Raw data —
■ ■ ■

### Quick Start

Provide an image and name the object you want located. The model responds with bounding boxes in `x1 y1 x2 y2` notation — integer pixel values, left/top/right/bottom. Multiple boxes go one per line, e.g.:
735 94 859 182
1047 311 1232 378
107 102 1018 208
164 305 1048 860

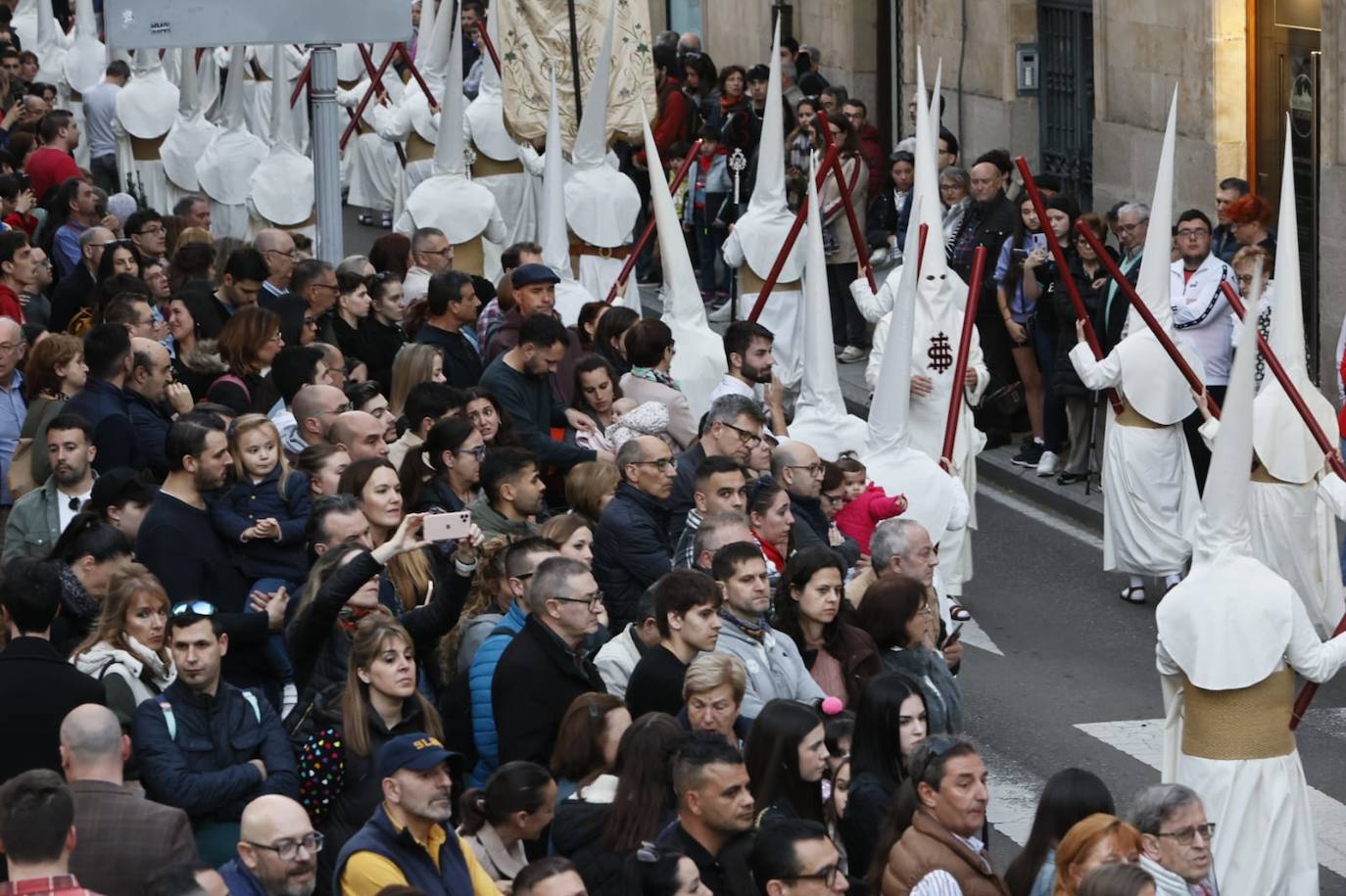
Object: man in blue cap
332 731 500 896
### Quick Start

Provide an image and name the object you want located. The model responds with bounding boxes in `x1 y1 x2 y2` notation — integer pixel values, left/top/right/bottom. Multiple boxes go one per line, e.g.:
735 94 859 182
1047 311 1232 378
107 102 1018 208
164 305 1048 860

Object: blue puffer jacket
467 604 528 787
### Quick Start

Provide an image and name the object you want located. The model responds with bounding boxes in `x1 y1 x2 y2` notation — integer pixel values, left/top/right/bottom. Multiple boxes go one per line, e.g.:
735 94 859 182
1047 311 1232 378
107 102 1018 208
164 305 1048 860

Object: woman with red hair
1225 192 1276 259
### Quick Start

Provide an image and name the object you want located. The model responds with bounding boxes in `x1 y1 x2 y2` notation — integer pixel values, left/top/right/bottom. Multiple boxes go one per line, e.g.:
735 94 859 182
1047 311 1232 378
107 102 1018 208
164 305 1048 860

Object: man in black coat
492 557 607 766
416 270 482 389
0 557 107 781
594 436 677 631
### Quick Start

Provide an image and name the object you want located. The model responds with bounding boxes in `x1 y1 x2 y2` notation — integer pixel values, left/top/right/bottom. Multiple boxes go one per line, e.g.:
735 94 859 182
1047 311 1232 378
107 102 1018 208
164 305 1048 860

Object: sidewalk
641 287 1102 532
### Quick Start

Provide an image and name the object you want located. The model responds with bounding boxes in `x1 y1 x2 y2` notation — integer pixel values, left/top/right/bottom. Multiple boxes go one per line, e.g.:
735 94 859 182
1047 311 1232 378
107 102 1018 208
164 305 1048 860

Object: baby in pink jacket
834 454 907 555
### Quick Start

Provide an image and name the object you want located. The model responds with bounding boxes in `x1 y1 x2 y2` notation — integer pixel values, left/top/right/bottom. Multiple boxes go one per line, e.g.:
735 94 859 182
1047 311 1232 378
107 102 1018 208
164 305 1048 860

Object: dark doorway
1037 0 1094 209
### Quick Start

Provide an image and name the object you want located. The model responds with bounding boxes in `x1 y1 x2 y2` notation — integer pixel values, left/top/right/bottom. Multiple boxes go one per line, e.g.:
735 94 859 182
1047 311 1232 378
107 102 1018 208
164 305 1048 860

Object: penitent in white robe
1070 343 1201 576
1156 587 1346 896
1201 418 1346 637
721 230 801 392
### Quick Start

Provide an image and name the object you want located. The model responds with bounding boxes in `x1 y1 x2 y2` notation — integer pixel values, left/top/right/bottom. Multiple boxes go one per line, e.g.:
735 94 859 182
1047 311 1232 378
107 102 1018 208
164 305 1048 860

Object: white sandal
1117 586 1145 604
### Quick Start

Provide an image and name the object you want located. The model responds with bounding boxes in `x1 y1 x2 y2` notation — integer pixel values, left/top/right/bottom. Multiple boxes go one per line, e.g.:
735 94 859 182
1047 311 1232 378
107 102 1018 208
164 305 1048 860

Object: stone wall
902 0 1039 166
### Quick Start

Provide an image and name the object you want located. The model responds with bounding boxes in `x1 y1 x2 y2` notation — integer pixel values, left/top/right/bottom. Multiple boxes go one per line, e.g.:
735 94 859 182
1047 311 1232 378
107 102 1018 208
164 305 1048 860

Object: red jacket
23 147 83 202
860 123 889 197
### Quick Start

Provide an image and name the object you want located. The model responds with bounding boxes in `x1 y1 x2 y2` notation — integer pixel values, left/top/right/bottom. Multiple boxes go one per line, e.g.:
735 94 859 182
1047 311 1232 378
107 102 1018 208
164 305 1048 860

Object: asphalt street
328 208 1346 896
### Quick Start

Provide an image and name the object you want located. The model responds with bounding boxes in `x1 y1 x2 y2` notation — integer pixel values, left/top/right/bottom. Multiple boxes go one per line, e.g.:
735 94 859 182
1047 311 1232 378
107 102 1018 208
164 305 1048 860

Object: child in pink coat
835 454 907 555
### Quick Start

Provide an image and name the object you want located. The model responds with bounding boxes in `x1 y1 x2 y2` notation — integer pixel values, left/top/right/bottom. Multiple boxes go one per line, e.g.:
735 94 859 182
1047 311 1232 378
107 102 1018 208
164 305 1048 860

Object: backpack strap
242 690 262 726
155 694 177 740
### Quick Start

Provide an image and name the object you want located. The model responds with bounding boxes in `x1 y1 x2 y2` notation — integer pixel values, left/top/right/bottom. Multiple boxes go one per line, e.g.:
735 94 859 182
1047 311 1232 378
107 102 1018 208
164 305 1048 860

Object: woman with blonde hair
206 306 285 416
565 460 622 519
72 564 177 731
11 332 89 497
296 613 444 880
388 342 444 417
1051 813 1141 896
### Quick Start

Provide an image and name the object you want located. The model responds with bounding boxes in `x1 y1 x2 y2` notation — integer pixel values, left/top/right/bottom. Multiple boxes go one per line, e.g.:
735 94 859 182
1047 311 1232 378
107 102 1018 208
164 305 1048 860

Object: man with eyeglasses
1169 209 1237 490
1098 202 1149 355
219 794 323 896
669 395 767 544
403 227 454 306
748 820 840 896
123 336 194 480
594 436 677 629
253 227 299 301
771 442 860 569
130 599 299 867
468 536 560 787
492 557 605 764
61 704 197 893
1130 784 1222 896
883 734 1006 896
122 209 168 265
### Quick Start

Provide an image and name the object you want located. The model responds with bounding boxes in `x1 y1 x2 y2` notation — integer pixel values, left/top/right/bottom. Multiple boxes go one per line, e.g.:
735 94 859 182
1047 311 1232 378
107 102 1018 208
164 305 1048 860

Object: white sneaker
838 346 870 364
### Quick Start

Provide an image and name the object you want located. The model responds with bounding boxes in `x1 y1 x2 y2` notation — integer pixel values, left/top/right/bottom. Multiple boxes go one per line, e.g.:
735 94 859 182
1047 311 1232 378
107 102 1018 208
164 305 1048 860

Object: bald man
771 442 860 569
327 410 388 463
285 386 350 454
219 794 323 896
61 704 198 893
253 227 299 308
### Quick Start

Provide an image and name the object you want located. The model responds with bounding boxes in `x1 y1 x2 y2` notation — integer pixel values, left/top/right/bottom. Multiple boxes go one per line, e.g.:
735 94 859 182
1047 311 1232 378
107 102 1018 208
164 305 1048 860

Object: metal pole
309 43 346 263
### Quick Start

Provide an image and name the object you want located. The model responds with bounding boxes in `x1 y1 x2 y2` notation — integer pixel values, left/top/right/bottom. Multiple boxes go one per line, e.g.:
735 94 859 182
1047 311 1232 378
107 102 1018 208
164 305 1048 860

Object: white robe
721 230 796 392
864 300 990 597
1157 591 1346 896
1070 343 1201 576
1201 418 1346 637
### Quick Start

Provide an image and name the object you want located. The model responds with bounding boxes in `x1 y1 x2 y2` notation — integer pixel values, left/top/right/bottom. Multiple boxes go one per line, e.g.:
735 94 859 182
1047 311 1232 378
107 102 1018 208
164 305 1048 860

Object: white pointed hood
118 47 181 140
407 16 500 245
861 202 962 541
197 46 267 206
403 0 452 144
1115 87 1205 425
32 0 68 83
641 105 724 417
248 43 313 227
734 19 805 283
537 71 598 325
64 0 108 94
467 8 518 162
1155 271 1299 690
786 153 868 460
161 47 219 192
565 0 638 249
435 16 467 177
1249 113 1341 484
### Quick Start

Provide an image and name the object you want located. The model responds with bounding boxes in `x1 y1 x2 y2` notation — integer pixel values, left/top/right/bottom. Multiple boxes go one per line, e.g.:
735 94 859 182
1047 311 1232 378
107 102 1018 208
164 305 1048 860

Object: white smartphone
425 510 472 541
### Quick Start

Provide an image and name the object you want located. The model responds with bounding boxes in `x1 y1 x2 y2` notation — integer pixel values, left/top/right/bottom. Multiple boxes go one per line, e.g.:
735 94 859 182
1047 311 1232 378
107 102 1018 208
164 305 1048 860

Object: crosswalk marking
1076 709 1346 877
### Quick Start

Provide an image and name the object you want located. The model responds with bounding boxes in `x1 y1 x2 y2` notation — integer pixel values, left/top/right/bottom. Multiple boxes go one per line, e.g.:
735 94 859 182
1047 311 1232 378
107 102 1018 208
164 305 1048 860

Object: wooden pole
939 246 986 472
1071 220 1220 420
818 109 879 292
1220 281 1346 731
603 137 701 304
743 147 840 323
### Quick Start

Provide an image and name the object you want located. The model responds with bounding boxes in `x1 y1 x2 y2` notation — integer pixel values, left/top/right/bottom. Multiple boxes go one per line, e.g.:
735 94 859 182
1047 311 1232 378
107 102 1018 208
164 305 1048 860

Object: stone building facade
662 0 1346 387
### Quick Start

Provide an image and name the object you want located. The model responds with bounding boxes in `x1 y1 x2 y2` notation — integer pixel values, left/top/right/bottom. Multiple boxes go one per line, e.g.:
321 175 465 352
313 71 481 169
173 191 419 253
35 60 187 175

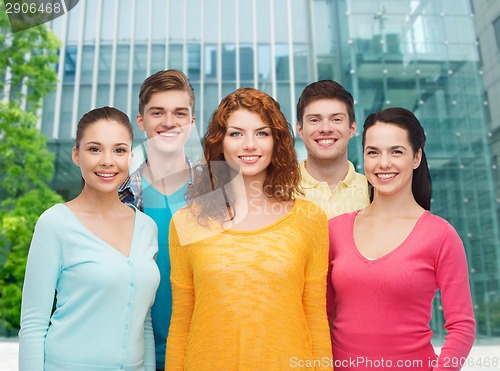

■ ■ ■

What the exercise asks —
Please convert the listing into a Markdown table with the columns Row and Text, starting at its first line and stopping after the line that contains "467 604 528 787". Give one numbered row per line, omitting blank lines and leaving the pictures out.

Output —
| Row | Text |
|---|---|
| 1 | ### Quick Start |
| 2 | Provide an image and name the object you want located. The model responds with bounding boxes in `x1 y1 x2 y2` notation — integer pixel values, left/top/right/bottom. Multiple boxes go one per line, e.g.: |
| 3 | 735 94 859 182 |
| 4 | 1047 311 1232 378 |
| 5 | 107 102 1018 208 |
| 6 | 164 305 1048 860 |
| 7 | Object: man in blue cap |
| 8 | 332 731 500 896 |
| 9 | ### Quick Start |
| 10 | Provide an image and name the object you want located. The model responds with bounding boxes in `x1 y1 x2 y2` notation — integer pixel values, left/top/right/bottom. Multiple boxes go one per line, e.g.: |
| 11 | 735 94 859 182 |
| 12 | 1047 311 1232 378 |
| 13 | 107 102 1018 208 |
| 14 | 164 305 1048 860 |
| 15 | Object: blue puffer jacket |
| 16 | 467 604 528 787 |